* _Required work_
Reproduce the material below line for line, without changing a single character.

[Entries drawn from a collection]
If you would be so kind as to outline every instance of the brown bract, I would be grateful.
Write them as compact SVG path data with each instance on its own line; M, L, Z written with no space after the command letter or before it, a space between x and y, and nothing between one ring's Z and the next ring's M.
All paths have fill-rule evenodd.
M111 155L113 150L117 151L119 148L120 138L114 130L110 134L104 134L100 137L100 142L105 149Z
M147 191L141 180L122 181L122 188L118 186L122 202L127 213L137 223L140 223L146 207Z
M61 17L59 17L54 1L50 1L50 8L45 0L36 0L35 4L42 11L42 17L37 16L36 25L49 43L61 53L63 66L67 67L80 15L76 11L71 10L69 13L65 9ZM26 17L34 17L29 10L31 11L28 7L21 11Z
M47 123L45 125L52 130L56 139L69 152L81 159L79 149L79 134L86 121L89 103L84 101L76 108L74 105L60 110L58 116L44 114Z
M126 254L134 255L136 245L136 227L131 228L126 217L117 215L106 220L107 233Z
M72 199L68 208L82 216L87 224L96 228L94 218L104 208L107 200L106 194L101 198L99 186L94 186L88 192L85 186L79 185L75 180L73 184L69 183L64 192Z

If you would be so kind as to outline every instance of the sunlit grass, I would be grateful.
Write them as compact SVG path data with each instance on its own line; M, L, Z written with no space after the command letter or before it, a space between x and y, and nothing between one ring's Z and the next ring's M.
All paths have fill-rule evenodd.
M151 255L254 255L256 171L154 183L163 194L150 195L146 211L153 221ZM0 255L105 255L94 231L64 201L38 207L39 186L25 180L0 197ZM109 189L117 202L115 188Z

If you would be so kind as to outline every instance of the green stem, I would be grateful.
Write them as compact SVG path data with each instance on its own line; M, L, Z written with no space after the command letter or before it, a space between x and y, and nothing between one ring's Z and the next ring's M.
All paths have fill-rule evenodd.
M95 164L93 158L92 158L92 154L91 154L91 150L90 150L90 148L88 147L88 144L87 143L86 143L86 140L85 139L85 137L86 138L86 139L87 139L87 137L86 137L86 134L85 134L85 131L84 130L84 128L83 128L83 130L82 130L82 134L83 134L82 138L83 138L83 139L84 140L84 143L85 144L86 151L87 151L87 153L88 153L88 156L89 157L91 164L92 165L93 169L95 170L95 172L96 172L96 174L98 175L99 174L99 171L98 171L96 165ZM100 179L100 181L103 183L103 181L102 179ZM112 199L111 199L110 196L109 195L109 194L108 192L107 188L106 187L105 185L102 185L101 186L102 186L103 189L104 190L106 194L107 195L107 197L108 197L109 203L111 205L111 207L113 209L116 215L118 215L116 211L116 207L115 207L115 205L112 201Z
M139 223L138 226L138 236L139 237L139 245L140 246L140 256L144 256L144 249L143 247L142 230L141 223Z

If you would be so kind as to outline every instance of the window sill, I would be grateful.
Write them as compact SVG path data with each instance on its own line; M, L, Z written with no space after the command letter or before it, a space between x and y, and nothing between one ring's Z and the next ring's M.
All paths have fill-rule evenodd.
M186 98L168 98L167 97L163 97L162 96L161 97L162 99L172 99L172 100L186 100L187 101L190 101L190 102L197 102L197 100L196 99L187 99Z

* _Task answer_
If you would be so kind as to outline every instance of the brown bract, I would be grateful.
Write them as compact SVG path data with each instance on its own line; M, L, Z written with no space after the command letter or before it, a space between x and y, and nothing between one ring's Z and the next ring's M.
All paths have fill-rule evenodd.
M111 155L113 150L117 151L119 148L120 138L114 130L110 134L104 134L100 137L100 142L105 149Z
M147 191L141 180L122 181L122 188L118 186L122 202L127 213L137 223L140 223L146 207Z
M61 17L59 17L54 1L50 1L50 8L45 0L36 0L35 4L42 11L42 17L37 16L36 25L49 43L61 53L63 66L67 67L80 15L76 11L71 10L69 13L65 9ZM26 17L34 17L29 10L31 11L28 7L21 11Z
M47 123L45 125L52 130L56 139L69 152L81 159L79 149L79 134L86 121L89 103L84 101L76 108L74 105L60 110L58 116L44 114Z
M126 254L134 255L136 245L136 227L131 228L126 217L117 215L106 220L107 233Z
M72 199L68 208L82 216L87 224L96 228L94 218L104 208L107 200L106 194L101 198L99 186L94 186L88 192L85 186L79 185L75 180L73 184L69 183L64 192Z

If you would be so kind as to outline every instance of the sunlit grass, I would be grateful.
Write them as compact SVG path data with each instance on its own line; M, L, Z written with no space after the command letter or before it, a space between x and y, and nothing between one ring's Z and the next ring's M.
All paths have fill-rule evenodd.
M151 255L254 255L256 171L154 183L163 194L150 195L146 211L153 221ZM0 255L105 255L94 231L64 201L38 207L39 186L25 180L0 197ZM109 189L117 202L115 188Z

If you would be so kind as to outline every instance of the green stem, I would be grateful.
Write them as compact SVG path data with each instance on its own line; M, L, Z written with no space after the command letter or before it, a space between x and y, and nothing between one ring's Z and the next ring's M.
All paths have fill-rule evenodd.
M95 164L93 158L92 158L92 154L91 154L91 150L90 150L90 148L88 147L88 144L87 143L86 143L86 140L85 139L85 137L86 138L86 139L87 139L87 137L86 137L86 134L85 134L85 131L84 130L84 128L83 128L83 130L82 130L82 134L83 134L82 138L83 138L83 139L84 140L84 143L85 144L86 151L87 151L87 153L88 153L88 156L89 157L91 164L92 165L93 169L95 170L95 172L96 172L96 174L98 175L99 174L99 171L98 171L96 165ZM100 179L100 181L103 183L103 181L102 179ZM112 199L111 199L110 196L109 195L109 194L108 192L107 188L106 187L105 185L102 185L101 186L102 186L103 189L104 190L106 194L107 195L107 197L108 197L109 203L111 205L111 207L113 209L116 215L118 215L116 211L116 207L115 207L115 205L112 201Z
M139 223L138 226L138 236L139 237L139 245L140 246L140 256L144 256L144 249L143 247L142 230L141 223Z

If you would be so kind as to outline every instance of the window sill, I would be grateful.
Write them as compact SVG path data with each instance on its own line; M, L, Z written with no space after the command letter or before it, a space between x and y, and nothing between one ring's Z and the next ring's M.
All paths have fill-rule evenodd.
M186 98L168 98L167 97L163 97L162 96L161 97L162 99L172 99L172 100L186 100L187 101L190 101L190 102L197 102L197 100L196 99L187 99Z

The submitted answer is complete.